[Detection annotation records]
---

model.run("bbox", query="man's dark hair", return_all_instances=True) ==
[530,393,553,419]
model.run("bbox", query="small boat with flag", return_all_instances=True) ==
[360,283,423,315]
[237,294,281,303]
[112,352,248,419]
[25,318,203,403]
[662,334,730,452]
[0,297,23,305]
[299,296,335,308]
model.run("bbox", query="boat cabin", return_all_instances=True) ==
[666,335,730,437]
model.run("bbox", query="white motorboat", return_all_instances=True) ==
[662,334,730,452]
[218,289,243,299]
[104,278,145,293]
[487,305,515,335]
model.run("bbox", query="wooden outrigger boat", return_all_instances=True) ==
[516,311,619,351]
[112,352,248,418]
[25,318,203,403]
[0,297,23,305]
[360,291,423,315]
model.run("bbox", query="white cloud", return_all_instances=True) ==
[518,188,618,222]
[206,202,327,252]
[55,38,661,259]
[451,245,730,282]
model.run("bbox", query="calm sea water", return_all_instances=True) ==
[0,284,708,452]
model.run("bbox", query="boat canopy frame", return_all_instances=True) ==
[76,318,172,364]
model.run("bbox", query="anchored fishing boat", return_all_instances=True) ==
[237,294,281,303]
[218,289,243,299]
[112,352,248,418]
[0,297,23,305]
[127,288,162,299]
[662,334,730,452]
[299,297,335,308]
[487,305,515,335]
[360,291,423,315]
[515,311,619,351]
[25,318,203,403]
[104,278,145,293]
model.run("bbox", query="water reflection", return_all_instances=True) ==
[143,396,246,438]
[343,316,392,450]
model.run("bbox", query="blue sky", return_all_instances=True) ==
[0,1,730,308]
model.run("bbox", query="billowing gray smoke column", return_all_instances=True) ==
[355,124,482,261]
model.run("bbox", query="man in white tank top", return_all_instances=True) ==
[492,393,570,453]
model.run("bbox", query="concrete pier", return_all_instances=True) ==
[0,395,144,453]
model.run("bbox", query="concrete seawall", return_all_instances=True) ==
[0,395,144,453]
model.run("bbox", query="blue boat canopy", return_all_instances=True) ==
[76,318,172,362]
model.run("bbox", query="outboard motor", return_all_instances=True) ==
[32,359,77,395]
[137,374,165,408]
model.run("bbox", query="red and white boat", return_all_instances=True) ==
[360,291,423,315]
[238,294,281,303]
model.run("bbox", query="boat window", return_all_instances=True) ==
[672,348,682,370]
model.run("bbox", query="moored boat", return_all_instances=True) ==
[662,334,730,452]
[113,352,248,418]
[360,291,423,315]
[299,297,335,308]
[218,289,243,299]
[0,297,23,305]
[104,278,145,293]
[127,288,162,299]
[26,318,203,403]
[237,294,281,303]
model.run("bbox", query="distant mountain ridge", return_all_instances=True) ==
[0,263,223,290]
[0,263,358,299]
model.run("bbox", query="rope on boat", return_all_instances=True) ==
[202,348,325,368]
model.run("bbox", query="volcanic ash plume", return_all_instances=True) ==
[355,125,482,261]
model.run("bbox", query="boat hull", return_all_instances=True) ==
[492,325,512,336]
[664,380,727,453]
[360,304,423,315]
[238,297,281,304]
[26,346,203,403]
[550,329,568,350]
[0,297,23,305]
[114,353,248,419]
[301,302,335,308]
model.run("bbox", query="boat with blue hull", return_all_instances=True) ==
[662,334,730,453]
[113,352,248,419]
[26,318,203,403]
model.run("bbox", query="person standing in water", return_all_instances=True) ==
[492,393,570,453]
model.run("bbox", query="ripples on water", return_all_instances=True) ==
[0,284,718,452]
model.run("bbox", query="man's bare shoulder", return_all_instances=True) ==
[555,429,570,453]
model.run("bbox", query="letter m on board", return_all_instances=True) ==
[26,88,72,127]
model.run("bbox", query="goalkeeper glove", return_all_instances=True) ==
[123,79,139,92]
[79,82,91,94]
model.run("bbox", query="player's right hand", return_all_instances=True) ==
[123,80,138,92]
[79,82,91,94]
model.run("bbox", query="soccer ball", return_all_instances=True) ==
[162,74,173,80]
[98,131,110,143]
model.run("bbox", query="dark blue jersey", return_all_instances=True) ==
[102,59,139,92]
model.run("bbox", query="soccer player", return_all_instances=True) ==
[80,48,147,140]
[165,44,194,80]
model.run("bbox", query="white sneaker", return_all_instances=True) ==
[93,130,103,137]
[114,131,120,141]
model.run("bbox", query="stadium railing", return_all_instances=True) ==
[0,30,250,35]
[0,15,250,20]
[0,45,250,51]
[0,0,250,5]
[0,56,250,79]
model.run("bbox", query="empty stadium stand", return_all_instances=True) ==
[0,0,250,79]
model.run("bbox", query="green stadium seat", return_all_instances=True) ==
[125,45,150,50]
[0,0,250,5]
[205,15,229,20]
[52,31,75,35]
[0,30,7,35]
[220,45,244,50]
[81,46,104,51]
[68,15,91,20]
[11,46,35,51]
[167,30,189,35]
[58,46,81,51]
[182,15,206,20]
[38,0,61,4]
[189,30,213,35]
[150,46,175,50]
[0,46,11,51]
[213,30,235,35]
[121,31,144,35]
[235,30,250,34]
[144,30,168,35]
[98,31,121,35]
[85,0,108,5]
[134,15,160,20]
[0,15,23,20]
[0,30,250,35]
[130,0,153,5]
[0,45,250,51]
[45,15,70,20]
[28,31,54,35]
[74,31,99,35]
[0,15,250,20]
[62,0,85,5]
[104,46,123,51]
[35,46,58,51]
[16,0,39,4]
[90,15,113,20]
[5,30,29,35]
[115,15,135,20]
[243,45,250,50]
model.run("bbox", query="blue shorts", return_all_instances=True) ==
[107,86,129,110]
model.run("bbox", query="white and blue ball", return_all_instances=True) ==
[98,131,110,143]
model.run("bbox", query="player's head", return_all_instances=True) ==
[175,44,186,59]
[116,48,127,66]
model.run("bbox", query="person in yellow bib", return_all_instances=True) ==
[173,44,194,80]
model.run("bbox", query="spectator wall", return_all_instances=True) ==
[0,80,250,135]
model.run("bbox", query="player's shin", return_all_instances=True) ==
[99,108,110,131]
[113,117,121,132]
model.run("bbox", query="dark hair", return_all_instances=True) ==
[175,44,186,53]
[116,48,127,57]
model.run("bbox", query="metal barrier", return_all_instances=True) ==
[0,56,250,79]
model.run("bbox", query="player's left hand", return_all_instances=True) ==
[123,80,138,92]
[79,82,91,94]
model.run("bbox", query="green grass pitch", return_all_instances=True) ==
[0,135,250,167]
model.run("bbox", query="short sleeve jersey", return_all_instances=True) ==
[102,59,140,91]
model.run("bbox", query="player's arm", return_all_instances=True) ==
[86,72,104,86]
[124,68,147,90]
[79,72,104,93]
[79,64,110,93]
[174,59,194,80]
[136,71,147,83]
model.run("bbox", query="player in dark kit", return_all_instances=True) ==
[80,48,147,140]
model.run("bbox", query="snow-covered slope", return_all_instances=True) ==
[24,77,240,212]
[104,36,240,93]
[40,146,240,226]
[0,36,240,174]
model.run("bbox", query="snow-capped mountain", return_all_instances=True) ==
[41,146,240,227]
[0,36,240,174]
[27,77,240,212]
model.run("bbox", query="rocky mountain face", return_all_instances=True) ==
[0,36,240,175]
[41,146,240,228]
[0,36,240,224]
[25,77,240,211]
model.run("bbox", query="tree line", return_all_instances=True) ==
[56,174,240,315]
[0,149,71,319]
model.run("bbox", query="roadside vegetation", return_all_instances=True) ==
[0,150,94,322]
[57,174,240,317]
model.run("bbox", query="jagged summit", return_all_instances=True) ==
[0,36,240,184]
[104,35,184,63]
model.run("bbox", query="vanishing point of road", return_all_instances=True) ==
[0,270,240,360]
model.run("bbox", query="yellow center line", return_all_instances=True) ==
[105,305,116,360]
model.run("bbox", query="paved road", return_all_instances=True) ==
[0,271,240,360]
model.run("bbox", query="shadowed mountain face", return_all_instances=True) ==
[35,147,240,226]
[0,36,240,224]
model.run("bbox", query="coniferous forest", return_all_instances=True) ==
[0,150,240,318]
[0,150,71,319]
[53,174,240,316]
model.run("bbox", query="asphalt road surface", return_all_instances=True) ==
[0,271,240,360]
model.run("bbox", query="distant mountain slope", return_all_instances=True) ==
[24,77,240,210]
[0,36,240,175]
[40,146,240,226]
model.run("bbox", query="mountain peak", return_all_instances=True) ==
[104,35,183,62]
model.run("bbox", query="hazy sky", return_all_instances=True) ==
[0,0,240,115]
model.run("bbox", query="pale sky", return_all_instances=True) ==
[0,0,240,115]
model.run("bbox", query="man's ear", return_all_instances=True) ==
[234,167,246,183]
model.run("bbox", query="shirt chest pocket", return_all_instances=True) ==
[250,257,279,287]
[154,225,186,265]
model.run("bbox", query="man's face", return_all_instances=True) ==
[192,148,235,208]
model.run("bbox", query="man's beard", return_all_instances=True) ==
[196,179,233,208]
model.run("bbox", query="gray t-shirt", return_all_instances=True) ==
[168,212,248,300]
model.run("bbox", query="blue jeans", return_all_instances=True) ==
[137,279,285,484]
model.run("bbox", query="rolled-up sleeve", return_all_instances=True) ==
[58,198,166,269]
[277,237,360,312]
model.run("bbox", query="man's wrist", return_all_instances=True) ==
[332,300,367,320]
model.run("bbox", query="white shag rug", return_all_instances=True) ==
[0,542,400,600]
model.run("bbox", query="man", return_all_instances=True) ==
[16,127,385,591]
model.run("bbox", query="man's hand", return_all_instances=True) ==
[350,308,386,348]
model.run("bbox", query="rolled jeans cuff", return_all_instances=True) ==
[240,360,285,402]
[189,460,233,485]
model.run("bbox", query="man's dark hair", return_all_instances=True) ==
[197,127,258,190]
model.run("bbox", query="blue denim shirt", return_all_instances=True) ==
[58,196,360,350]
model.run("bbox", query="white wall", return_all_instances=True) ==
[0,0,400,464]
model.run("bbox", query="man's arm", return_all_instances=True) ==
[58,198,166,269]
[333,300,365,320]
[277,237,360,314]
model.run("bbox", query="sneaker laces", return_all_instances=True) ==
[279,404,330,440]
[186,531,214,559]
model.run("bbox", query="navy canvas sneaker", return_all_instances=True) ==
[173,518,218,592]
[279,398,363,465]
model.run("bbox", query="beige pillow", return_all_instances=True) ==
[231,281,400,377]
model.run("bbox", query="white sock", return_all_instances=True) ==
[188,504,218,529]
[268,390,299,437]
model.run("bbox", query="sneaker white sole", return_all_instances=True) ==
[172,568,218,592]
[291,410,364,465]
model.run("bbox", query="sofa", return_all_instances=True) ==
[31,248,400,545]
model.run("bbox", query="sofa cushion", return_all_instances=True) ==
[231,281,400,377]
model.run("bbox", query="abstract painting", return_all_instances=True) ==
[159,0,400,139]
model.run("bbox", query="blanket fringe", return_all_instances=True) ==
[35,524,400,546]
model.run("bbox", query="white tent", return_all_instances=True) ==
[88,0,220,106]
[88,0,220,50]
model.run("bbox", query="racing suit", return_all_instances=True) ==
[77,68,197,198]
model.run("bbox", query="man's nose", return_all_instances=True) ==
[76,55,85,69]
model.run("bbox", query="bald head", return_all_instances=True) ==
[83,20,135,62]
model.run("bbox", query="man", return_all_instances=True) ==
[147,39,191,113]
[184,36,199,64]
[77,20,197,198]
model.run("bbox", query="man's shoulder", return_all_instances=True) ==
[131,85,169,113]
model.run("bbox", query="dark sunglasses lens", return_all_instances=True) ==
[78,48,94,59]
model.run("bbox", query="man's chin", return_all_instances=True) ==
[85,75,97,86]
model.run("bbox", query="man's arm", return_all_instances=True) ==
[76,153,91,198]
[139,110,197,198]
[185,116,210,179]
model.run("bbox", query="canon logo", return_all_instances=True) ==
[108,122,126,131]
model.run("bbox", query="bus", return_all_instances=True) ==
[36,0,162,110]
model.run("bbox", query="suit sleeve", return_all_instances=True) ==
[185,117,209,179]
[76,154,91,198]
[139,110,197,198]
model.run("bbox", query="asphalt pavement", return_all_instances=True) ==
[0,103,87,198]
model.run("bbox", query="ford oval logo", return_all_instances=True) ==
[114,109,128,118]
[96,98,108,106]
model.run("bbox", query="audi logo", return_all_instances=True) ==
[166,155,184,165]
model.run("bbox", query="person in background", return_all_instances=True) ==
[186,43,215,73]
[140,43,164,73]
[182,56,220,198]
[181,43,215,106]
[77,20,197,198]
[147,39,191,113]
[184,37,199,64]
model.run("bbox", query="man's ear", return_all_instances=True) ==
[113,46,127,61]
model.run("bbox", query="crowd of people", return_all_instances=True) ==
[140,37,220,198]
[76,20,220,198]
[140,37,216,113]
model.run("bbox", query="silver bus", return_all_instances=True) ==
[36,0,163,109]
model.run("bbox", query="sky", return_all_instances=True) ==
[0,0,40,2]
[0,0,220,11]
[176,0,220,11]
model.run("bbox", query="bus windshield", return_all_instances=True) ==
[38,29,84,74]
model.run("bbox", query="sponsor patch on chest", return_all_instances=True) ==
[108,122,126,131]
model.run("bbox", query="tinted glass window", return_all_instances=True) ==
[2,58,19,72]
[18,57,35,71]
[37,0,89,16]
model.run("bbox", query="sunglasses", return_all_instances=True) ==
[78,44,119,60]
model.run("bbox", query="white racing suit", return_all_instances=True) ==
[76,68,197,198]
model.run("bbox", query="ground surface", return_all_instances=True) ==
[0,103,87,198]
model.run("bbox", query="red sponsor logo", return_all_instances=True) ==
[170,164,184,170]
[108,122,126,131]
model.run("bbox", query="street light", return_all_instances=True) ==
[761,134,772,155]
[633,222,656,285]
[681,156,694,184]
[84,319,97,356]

---

Written exercise: Which lines of the listing contain the word "shirt"? Extract each of them in full.

Response to this task:
model.run("bbox", query="shirt chest pocket", return_all_instances=True) ==
model.run("bbox", query="gray t-shirt", return_all_instances=True) ==
model.run("bbox", query="blue denim shirt", return_all_instances=True) ==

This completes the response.